### Coordinate annotation lines
※

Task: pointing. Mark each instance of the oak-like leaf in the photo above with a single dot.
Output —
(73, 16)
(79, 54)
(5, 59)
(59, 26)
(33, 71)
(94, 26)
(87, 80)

※

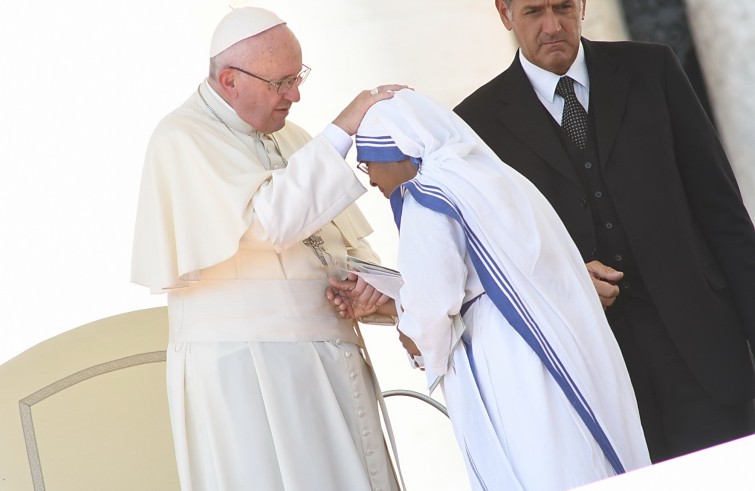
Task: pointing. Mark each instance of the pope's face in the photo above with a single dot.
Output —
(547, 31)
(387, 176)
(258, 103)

※

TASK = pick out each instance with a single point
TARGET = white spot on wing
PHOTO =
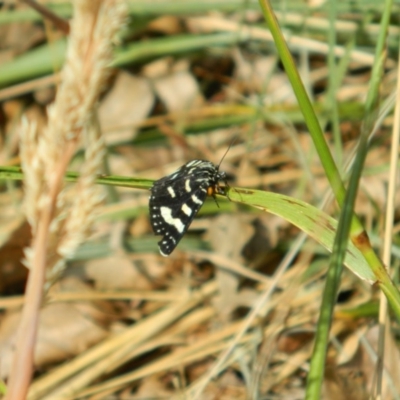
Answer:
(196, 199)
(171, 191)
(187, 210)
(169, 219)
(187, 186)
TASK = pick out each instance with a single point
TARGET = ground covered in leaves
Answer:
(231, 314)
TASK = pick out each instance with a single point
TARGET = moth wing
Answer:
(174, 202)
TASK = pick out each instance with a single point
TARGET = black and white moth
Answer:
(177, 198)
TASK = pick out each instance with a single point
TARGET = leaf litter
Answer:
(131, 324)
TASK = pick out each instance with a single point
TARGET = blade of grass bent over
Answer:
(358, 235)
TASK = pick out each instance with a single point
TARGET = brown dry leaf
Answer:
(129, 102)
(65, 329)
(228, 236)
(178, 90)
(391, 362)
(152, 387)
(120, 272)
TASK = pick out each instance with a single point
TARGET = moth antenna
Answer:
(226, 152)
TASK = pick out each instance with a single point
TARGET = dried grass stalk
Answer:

※

State how many lines above contain the word "white", giving only the number.

### Correct answer
2